ACTUATOR DEVICE FOR ADJUSTING A SLIDING CAM SYSTEM

Abstract

Actuator device of a sliding cam system, having at least one sliding cam (2) and having an engagement pin (9) which protrudes out of a housing (6), wherein the housing (6) can be fastened to a component of a cylinder head or to the cylinder head of an internal combustion engine, and it is possible for contact to be made with the engagement pin (9) by at least one groove (3) of the sliding cam system, which groove (3) has at least one ejection ramp (4), and wherein, within the housing (6), the engagement pin (9) has a permanent holding magnet (11) and, adjoining it, is a controlling stationary coil core (9) which can be magnetized by an electric coil (7), and the engagement pin (9) is spring-loaded in the direction of the sliding cam (2), and wherein an actuating device is installed at least at that end region of the engagement pin (9) which faces the sliding cam (2), which actuating device is active in the region of the run-out of the ejection ramp (4) to the high circle (18) and generates an additional force on the engagement pin (9) in the direction of the housing (6).

Description

FIELD OF THE INVENTION

An actuator device for a sliding cam system, having at least one sliding cam and having an engagement pin which projects out of a housing, wherein the housing can be fastened to a component of a cylinder head or to the cylinder head of an internal combustion engine, and the engagement pin can be placed in contact with at least one groove of the sliding cam system, which groove has at least one ejection ramp, and wherein the engagement pin has, within the housing, a permanent holding magnet and, adjoining the latter, is a controlling stationary coil core which can be magnetized by an electrical coil, and the engagement pin is spring-loaded in the direction of the sliding cam.

BACKGROUND

A generic actuator of said type is known from DE-102 40 774 A1. Proceeding from the retracted, inner position of the engagement pin, an activation of the engagement pin is realized through energization of the coil, as a result of which a magnetic field is generated which opposes the field of the permanent holding magnet and displaces the latter. The displacement of the field results in a reduced holding force between the permanent holding magnet and the coil core, such that the magnetic field generated by the coil and the force of the spring acting on the engagement pin causes a deployment of the engagement pin, such that the latter engages into the groove of the sliding cam and, as desired, effects a displacement of the sliding cam.

The return movement of the engagement pin into its inner end position is initiated by the ejection ramp, the aim of which is to move the engagement pin away from the sliding cam counter to the force of the spring to such an extent, and with such an acceleration, that the engagement pin, when the coil is deenergized, is held fixed by the permanent holding magnet and the magnetic field thereof on the coil core.

A problem of this generic design is that, depending on the tolerances of the actuator radially with respect to the sliding cam, the movement and acceleration of the engagement pin by the ejection ramp is not sufficient to ensure that the engagement pin reaches the inner position and is stabilized counter to the force of the spring by the permanent holding magnet.

Furthermore, there is the problem that, in the case of sliding cam systems with three or more sliding cams, at least two engagement pins must be provided. Here, a small spacing of the engagement pins is demanded, said spacing being predefined by the spacing of the gas exchange valves, the spacing of the cylinders of the internal combustion engine and the number of sliding cams. As a result of the small spacing, the design of the actuator described in the prior art is no longer capable of moving and holding the engagement pin with sufficient speed and force.

» **LISTED ENTRIES**
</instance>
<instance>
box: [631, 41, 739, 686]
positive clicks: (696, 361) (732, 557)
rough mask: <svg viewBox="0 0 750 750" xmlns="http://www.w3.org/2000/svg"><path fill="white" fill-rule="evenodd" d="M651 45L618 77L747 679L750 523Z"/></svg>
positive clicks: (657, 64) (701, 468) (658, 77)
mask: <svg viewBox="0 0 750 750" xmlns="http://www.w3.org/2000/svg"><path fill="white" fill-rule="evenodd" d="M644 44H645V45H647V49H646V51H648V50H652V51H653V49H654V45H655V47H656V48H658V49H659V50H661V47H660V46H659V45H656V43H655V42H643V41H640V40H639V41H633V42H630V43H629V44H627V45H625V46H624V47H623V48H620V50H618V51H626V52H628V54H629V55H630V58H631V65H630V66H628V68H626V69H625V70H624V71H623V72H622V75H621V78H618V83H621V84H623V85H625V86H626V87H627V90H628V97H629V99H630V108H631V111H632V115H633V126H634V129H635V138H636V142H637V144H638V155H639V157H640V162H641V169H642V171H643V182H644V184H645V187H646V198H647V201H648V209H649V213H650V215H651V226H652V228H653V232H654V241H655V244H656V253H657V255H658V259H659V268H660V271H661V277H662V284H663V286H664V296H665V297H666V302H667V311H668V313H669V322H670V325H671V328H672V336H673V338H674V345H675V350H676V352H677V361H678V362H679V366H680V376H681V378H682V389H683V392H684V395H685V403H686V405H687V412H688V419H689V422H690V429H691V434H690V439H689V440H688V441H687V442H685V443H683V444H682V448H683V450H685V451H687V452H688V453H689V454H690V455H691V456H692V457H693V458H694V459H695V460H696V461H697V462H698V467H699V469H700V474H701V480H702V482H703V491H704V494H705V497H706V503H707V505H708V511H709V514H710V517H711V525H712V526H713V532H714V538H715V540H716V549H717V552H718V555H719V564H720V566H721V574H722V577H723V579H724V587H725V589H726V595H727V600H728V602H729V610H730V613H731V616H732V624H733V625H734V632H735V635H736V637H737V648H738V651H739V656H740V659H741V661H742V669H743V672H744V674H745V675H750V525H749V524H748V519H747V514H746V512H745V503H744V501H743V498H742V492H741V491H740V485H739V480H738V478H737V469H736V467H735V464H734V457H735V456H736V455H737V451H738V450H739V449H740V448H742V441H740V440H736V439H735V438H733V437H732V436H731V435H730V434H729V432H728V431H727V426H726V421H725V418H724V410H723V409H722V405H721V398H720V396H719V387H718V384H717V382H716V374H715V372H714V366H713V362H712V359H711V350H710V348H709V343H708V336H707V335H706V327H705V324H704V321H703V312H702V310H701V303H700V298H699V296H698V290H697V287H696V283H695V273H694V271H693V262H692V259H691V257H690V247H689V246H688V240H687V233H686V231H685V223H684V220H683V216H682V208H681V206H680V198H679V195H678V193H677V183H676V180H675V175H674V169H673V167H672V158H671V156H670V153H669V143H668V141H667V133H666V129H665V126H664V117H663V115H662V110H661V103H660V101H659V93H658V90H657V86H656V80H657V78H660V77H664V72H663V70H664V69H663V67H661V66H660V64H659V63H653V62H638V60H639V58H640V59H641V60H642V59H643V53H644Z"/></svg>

» **JOB ITEM A**
In the actuator patent text, what starts the engagement pin's return movement into its inner end position?
» **JOB ITEM B**
Carry on the actuator patent text from where it stops.

» **EXPECTED ANSWER A**
The ejection ramp.

» **EXPECTED ANSWER B**
SUMMARY

It is therefore an object of the invention to improve an actuator having features described in the introduction in such a way that greater tolerances can be accommodated, and also a desired small spacing of the engagement pins to one another can be ensured.

The object of the invention is achieved in that, at least at that end region of the engagement pin which faces toward the sliding cam, there is installed an actuating device which is active in the region in which the ejection ramp runs out at the high circle, which actuating device generates an auxiliary force on the engagement pin in the direction of the housing.

The actuating device generates, in addition to the force introduced by the ejection ramp, an auxiliary force by means of which the engagement pin reliably reaches the inner end position. As a result, the tolerances arising during the installation of the electrically actuable device have no significant influence on the actuation of the engagement pin, such that the tolerances need not be kept particularly small. Furthermore, the dimensions of the parts installed in the housing, in particular of the permanent holding magnet on the engagement pin, can be kept smaller, such that it is also possible to realize a smaller spacing of the engagement pins to one another.

In one advantageous embodiment of the invention, it is provided that the engagement pin has, on its end facing toward the sliding cam, an opening in which there is displaceably arranged an actuating element which is loaded in the direction of the sliding cam by means of a restoring spring. Here, the position and the travel of the actuating element and the force of the spring are dimensioned such that the actuating element is compressed in particular in the region of the ejection ramp, but lengthens and is supported against the ejection ramp at the end of the latter, as a result of which the restoring spring of the actuating element exerts such a force on the engagement pin that the latter overcomes the remaining stroke and passes reliably into its inner end position.

In a further embodiment of the invention, it is provided that the actuating element on the engagement pin is in the form of a ball which is installed in a bore of the engagement pin with the associated spring, and that the bore has a constriction at its end in order to ensure that the ball is securely held so as to be prevented from falling out. The constriction may be realized by means of calking of the edge of the bore.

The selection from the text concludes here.